Создание поэтом зоны лирического чувства “утепляет” и “очеловечивает” утопический мир, способствует возникновению эффекта его реальности. И в то же время здесь ощущается печать условности, определенной заданности. Трудно согласиться с тем мнением, что Пушкин своим пылким объяснением “вводит читателя в реальный (не сказочный, не фантастический) мир Петербурга, знакомый и любимый поэтом”31. Точно так же широко распространена мысль о прямом, непосредственном выражении в “Люблю”-фрагменте истинного пушкинского отношения — исследователи не заметили, что имеют дело с тонким авторским ходом.

Слова из письма Пушкина, написанного в 1834 году жене — “Ты разве думаешь, что свинский Петербург не гадок мне?”, “…как и настоятельное желание плюнуть на Петербург, — по мысли В. Топорова, — не отменяют поэтической декларации —

Люблю тебя, Петра творенье,

Люблю твой строгий, стройный вид…”32.

Не отменяют, согласимся с ученым, но, заметим, одновременно и наоборот — заставляют иначе взглянуть на непосредственность лежащего в ее основе лирического чувства. Этим вся декларация сводится с небес на землю, заставляя увидеть в ней в лучшем случае настроение минуты, не отражение устойчивого состояния мира.
——————
ВЫПОЛНИТЕ ЗАДАНИЯ ->
• a. Перепишите из фрагмента о Петербурге у Пушкина отрывок, начиная со слов «Не отменяют, согласимся» и заканчивая словами «устойчивого состояния мира.».
• b. Ответьте на вопросы по фрагменту о Петербурге у Пушкина:
(i) В каком году было написано письмо Пушкина жене, из которого приводятся слова?
(ii) По чьей мысли слова из этого письма не отменяют поэтической декларации?
(iii) Чем, согласно последнему абзацу, в лучшем случае заставляет увидеть декларацию её сведение с небес на землю?
——————
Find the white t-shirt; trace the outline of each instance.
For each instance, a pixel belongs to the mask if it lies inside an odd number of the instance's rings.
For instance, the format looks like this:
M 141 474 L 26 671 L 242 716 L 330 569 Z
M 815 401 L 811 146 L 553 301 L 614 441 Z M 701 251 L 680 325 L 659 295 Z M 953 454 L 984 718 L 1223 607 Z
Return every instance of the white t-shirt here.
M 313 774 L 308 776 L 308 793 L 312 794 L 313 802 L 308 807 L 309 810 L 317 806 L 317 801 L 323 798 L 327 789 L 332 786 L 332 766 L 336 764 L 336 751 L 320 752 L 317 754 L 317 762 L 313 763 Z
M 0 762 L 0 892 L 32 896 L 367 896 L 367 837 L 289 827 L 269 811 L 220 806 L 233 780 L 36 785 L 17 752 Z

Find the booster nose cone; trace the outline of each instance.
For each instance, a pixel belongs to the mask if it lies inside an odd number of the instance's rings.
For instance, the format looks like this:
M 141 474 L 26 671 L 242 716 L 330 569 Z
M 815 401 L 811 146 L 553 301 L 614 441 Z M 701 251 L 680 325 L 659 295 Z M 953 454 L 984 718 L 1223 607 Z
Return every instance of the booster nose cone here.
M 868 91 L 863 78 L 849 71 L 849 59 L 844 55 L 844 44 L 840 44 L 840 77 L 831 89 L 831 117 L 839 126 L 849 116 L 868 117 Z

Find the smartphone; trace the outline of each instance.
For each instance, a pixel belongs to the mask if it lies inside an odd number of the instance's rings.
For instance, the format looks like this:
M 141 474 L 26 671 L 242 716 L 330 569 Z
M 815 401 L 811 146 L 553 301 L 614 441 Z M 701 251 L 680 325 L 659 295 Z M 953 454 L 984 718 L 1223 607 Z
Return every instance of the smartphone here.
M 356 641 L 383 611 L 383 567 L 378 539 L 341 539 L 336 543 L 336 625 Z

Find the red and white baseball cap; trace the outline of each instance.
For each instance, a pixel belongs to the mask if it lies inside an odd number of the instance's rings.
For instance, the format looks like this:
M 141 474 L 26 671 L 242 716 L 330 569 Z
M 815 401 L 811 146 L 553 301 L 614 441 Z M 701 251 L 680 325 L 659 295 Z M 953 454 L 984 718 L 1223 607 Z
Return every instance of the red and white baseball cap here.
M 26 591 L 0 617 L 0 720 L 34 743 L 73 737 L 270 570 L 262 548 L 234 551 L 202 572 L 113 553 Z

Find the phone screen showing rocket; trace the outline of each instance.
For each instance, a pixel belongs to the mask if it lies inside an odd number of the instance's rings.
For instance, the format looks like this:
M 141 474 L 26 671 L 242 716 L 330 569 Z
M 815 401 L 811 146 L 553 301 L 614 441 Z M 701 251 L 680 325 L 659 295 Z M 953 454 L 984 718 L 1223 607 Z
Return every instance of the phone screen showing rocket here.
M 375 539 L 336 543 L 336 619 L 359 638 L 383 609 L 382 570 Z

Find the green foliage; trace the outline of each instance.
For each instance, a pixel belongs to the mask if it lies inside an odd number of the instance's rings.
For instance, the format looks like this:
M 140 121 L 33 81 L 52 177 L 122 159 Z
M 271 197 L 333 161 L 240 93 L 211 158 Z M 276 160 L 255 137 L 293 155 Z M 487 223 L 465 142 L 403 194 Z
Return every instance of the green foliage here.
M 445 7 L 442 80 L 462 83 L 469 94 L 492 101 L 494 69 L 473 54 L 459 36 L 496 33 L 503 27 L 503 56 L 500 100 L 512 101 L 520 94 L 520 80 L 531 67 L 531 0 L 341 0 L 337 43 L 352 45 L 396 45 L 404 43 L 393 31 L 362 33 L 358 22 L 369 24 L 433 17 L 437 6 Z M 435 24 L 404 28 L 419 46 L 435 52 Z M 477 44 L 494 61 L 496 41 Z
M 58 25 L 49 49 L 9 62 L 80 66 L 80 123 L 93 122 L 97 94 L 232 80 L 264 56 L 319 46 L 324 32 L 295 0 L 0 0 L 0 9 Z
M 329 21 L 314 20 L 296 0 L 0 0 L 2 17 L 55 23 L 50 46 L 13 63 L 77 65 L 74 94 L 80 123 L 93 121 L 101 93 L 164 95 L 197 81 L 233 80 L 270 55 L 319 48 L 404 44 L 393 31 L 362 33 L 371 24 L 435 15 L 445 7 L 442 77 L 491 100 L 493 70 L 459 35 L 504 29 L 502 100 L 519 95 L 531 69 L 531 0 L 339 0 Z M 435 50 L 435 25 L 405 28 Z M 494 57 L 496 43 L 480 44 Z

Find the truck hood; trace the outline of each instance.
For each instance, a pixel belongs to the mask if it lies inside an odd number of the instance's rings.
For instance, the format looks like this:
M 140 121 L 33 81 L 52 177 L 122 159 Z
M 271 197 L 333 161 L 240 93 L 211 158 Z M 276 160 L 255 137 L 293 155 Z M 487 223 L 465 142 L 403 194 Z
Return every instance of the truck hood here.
——————
ИТОГОВЫЕ ОТВЕТЫ ->
• a.
Не отменяют, согласимся с ученым, но, заметим, одновременно и наоборот — заставляют иначе взглянуть на непосредственность лежащего в ее основе лирического чувства. Этим вся декларация сводится с небес на землю, заставляя увидеть в ней в лучшем случае настроение минуты, не отражение устойчивого состояния мира.

• b.
(i) В 1834 году.
(ii) По мысли В. Топорова.
(iii) Настроением минуты.